REQUEST:
Print the records below, character for character, from their first line up to and including the line that contains "positive clicks: (178, 114) (156, 43)".

MATERIAL FOR THIS EXERCISE:
******************************
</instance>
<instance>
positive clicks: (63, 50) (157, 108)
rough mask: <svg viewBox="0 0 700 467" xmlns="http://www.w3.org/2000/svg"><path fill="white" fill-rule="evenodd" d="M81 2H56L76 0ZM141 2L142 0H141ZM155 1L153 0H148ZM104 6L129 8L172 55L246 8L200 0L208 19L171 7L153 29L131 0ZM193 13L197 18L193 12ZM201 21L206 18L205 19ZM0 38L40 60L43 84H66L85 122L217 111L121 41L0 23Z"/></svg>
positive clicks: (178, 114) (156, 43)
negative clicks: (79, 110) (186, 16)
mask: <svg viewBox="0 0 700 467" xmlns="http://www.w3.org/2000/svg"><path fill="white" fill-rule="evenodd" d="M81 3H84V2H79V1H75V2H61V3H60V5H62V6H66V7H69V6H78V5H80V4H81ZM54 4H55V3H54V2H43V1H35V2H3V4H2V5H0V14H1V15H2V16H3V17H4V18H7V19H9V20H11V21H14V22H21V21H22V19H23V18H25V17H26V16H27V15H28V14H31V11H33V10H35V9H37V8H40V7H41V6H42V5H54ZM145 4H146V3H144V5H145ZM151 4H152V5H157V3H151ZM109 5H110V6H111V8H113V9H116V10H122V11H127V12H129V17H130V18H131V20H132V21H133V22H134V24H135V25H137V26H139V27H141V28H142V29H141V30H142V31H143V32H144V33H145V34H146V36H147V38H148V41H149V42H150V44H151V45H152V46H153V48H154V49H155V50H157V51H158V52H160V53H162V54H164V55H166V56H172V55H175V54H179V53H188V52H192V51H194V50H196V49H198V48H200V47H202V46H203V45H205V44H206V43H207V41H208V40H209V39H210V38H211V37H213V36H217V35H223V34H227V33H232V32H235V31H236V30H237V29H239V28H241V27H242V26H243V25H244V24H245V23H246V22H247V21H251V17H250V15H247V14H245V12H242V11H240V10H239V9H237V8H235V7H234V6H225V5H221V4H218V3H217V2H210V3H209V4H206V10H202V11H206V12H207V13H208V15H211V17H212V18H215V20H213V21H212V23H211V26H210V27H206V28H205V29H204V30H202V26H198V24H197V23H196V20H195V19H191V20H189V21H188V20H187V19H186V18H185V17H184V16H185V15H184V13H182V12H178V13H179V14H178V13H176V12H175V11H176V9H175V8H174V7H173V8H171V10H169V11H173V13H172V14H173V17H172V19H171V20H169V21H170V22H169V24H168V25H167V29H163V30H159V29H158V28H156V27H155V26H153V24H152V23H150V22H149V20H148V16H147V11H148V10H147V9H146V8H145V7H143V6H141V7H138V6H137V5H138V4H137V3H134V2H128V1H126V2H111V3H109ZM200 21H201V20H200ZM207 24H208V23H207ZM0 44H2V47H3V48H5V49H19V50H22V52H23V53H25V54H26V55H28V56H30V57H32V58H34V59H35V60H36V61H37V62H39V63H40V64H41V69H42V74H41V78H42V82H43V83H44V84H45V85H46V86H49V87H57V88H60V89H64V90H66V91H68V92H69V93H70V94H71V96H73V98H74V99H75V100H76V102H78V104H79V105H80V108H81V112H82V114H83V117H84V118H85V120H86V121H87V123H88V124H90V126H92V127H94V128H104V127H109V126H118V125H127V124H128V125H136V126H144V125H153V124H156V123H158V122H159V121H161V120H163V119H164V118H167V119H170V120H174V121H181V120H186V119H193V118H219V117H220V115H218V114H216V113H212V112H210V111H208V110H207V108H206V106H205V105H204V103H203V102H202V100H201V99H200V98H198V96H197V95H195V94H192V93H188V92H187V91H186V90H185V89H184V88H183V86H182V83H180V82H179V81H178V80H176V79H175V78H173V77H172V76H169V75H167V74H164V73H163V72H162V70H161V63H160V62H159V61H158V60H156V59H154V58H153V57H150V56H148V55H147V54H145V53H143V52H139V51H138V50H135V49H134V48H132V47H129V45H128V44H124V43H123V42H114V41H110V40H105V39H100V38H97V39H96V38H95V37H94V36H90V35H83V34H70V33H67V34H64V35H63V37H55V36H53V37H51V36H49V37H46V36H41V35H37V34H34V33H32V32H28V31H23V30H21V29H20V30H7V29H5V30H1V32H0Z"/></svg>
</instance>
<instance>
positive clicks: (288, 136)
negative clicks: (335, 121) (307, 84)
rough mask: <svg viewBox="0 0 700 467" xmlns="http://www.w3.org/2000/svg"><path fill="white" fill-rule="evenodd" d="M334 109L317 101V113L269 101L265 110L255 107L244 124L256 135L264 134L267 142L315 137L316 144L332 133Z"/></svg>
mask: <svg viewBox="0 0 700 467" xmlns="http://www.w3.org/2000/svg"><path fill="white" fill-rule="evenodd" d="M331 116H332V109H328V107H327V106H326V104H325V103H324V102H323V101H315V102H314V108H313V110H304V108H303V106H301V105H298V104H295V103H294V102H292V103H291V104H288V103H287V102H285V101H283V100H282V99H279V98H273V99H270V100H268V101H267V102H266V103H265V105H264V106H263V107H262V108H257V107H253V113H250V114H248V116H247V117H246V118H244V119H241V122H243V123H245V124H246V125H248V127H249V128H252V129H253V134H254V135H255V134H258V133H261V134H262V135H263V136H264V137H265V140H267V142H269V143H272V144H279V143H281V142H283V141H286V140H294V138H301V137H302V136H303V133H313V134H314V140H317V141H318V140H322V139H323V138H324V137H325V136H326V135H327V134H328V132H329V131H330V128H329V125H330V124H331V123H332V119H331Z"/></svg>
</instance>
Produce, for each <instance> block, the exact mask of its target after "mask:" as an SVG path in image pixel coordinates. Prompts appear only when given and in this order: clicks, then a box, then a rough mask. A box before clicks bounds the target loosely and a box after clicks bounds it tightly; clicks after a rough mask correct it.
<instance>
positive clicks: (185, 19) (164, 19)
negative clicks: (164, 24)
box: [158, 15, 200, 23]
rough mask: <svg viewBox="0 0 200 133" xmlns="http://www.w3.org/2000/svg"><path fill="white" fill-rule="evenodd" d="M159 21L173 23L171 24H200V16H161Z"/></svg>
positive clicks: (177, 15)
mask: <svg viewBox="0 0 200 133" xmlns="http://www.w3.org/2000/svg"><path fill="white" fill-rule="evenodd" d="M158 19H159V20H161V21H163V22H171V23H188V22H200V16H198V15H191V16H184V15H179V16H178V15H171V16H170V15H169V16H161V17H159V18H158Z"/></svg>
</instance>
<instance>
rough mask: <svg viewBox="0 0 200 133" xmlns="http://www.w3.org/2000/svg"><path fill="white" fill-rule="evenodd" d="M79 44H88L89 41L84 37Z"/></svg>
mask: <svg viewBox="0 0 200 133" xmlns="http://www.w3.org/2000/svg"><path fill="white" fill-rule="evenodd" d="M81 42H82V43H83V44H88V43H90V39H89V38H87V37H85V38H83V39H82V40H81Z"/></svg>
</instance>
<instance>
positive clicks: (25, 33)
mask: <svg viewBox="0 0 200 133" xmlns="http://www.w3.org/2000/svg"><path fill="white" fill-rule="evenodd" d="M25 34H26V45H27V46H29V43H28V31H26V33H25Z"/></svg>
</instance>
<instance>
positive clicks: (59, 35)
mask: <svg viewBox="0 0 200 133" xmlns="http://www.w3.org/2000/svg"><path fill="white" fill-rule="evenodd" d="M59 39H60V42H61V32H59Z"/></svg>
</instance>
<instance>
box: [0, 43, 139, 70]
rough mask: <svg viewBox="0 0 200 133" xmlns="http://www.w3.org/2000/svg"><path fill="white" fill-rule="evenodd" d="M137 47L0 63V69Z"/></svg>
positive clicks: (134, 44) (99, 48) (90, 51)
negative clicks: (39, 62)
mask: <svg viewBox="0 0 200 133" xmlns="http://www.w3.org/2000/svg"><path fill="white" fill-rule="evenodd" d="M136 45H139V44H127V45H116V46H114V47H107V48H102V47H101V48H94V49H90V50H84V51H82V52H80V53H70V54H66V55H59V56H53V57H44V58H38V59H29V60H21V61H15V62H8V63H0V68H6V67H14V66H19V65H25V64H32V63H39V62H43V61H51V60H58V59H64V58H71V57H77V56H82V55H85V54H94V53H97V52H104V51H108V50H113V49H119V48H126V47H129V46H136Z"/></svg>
******************************
SOLUTION TO THIS PROBLEM:
</instance>
<instance>
positive clicks: (63, 50) (157, 108)
rough mask: <svg viewBox="0 0 700 467" xmlns="http://www.w3.org/2000/svg"><path fill="white" fill-rule="evenodd" d="M81 2H56L76 0ZM141 2L142 0H141ZM155 1L153 0H148ZM104 6L129 8L172 55L246 8L200 0L208 19L171 7L153 29L131 0ZM193 13L197 18L193 12ZM201 21L206 18L205 19ZM0 38L40 60L43 84H66L85 122L217 111L121 41L0 23Z"/></svg>
positive clicks: (178, 114) (156, 43)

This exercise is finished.